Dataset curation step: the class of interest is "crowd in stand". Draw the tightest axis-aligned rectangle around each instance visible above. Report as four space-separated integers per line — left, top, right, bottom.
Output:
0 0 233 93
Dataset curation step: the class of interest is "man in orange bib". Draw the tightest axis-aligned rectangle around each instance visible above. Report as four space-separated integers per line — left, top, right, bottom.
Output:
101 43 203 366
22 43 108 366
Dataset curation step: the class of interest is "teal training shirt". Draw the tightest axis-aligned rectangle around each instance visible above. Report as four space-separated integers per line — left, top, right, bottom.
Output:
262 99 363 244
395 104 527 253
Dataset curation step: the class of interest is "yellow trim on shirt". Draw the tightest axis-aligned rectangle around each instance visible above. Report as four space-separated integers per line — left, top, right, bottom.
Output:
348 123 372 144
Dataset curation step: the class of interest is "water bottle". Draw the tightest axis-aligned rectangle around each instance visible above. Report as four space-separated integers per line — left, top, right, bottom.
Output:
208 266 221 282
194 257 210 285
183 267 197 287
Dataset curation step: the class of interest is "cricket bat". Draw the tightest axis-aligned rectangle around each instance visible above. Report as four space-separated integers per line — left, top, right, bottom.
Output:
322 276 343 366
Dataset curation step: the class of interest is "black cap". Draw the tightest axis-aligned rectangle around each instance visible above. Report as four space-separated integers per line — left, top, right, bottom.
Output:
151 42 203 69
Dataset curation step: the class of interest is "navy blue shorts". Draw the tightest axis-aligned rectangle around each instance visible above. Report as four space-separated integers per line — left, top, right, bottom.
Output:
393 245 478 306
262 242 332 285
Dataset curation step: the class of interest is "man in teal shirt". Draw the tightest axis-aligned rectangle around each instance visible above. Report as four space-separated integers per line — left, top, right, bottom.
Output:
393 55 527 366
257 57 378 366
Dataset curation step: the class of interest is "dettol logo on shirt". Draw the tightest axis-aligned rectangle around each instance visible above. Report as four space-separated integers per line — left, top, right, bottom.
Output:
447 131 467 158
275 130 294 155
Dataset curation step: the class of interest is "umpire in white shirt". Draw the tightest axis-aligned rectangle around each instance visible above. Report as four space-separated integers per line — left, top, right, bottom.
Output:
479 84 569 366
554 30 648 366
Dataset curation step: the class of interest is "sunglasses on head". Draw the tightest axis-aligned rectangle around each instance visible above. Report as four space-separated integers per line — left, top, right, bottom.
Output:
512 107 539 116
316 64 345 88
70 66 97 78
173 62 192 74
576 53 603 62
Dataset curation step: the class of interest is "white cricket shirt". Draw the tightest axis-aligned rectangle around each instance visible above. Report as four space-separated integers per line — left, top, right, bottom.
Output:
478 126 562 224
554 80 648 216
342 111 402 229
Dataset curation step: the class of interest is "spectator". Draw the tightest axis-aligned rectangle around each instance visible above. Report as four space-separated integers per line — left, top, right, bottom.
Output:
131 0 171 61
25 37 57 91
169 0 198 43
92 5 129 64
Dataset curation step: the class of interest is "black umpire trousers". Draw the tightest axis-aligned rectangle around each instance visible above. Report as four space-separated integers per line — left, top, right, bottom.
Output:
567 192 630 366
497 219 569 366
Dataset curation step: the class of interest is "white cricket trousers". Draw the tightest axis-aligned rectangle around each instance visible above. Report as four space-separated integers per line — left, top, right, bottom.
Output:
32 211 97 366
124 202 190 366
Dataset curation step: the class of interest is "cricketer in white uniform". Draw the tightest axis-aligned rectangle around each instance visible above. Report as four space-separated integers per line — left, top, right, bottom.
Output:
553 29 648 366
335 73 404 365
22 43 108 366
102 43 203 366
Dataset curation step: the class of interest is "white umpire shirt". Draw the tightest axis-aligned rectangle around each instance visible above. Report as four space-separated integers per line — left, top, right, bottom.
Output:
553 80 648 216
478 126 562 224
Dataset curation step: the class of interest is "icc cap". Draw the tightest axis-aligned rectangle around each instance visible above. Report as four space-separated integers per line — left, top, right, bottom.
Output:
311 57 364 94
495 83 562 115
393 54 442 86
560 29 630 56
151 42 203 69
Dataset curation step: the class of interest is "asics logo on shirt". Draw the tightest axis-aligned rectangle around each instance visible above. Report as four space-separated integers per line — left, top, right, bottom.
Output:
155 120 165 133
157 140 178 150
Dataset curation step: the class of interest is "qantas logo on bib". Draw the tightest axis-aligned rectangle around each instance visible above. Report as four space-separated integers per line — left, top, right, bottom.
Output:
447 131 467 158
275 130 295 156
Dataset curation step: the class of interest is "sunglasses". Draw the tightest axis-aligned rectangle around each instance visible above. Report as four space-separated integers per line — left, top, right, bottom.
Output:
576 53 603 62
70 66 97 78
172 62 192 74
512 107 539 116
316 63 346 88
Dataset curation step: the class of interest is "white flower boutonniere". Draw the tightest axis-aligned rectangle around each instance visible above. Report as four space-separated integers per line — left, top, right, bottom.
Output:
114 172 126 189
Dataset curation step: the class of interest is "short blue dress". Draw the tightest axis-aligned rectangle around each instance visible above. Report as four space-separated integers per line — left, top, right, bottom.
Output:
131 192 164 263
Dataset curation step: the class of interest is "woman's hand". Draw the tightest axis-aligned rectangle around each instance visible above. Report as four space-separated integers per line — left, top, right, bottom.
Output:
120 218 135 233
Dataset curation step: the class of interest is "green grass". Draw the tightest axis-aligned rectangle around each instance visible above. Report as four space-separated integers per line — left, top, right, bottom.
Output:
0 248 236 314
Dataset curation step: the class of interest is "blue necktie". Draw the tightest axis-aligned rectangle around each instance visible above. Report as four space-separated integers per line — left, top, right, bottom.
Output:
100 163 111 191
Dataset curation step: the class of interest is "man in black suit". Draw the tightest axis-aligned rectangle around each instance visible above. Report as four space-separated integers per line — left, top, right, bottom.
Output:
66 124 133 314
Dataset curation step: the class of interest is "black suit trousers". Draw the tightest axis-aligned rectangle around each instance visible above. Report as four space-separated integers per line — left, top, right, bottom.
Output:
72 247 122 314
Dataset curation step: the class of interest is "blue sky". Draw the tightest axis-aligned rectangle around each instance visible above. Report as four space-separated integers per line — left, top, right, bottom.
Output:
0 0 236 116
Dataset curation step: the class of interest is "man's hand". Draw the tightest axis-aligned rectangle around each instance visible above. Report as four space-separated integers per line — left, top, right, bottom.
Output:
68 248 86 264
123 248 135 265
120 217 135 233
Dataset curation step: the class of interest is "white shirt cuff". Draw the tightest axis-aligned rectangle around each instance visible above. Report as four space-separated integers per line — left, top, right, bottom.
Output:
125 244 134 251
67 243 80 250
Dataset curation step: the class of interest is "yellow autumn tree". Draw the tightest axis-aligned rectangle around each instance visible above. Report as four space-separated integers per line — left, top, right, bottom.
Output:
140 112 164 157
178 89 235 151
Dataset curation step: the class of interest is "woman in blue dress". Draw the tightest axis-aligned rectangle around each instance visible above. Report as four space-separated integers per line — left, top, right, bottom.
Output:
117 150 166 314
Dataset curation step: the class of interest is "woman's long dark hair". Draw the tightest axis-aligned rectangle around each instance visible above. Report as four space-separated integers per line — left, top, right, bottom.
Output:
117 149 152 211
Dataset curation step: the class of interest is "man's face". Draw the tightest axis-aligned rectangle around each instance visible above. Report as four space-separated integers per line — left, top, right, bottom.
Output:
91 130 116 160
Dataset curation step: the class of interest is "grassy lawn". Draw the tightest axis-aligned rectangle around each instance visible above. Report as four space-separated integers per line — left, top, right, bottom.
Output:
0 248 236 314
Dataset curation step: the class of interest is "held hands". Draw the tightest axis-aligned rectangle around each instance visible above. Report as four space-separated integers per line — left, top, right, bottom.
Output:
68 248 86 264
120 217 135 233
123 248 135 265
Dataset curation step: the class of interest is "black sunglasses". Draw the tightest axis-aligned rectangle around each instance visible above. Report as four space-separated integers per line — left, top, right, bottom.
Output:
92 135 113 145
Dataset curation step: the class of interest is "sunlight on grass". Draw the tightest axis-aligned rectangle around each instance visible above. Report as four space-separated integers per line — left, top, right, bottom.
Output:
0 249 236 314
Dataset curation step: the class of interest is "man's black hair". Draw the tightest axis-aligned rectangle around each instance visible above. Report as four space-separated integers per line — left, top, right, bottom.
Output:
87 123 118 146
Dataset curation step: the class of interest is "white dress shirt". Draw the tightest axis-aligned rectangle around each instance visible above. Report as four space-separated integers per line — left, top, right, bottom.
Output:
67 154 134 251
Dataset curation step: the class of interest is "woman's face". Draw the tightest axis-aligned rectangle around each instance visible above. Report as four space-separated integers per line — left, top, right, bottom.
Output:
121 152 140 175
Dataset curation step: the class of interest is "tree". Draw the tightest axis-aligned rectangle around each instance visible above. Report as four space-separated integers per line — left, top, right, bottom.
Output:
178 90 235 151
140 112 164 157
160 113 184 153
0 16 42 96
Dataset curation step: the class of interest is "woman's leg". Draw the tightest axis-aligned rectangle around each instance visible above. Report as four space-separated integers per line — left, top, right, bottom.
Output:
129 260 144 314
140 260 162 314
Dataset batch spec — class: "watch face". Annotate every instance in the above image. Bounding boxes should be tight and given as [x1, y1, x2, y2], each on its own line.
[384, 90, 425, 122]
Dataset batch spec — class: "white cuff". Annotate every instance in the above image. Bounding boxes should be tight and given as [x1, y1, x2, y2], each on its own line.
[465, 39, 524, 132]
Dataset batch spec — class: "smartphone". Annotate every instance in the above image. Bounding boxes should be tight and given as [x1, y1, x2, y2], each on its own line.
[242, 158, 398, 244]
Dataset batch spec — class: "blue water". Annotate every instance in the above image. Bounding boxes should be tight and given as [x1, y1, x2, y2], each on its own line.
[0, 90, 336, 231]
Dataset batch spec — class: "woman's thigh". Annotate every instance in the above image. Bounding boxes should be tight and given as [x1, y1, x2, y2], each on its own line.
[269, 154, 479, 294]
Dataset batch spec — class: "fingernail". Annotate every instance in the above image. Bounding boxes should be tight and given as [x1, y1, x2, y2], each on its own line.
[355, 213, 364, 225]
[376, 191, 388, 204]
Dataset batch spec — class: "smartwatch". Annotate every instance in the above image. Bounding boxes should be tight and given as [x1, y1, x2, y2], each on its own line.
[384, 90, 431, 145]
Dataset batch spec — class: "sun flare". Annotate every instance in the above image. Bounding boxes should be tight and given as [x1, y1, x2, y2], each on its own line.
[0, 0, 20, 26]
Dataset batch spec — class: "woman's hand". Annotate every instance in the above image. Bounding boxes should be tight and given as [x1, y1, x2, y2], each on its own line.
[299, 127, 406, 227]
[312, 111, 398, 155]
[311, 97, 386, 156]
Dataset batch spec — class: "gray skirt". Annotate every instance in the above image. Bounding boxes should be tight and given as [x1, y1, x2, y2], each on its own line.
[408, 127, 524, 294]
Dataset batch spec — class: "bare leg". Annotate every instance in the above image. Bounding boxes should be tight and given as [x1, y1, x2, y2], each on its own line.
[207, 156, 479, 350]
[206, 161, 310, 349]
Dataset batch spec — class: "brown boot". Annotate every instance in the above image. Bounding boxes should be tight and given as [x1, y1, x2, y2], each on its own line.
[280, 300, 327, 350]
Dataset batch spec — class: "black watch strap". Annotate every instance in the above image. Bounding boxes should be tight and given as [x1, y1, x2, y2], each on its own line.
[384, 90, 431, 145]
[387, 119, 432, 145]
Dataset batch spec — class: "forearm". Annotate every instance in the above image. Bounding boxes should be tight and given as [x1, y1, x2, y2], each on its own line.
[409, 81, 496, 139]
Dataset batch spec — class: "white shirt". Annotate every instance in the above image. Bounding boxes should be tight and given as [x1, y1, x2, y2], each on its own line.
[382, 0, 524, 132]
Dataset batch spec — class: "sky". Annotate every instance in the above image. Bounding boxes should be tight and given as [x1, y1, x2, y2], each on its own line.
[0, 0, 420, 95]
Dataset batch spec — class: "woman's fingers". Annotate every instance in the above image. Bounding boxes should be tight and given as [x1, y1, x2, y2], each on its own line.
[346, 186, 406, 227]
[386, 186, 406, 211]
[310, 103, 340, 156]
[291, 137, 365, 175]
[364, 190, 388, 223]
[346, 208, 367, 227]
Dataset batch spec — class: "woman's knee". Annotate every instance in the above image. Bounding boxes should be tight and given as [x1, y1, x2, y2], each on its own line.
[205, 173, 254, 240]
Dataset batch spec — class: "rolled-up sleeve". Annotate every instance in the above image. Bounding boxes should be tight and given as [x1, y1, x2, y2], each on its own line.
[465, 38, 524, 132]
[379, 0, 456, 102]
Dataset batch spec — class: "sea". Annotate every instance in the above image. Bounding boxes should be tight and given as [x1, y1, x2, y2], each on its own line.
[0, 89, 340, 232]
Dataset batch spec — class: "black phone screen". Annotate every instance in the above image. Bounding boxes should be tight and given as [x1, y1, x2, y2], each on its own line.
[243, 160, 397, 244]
_ _ _ _ _
*Goal:* Pull out every line of the records above that contains the word "suit", treating uppercase and lowercase letters as different.

*Output of the exercise:*
Dataset curation step: the class of interest is "man in black suit". Draw the tightest axis-aligned rectangle around each instance visible above. Report as four space-separated integers per line — left, top, right, bottom.
Dataset curation step: the class of interest is "black suit trousers". Draw the tightest axis-aligned rectangle around each instance visible above. Report as four space-separated integers per line — left, top, right, bottom.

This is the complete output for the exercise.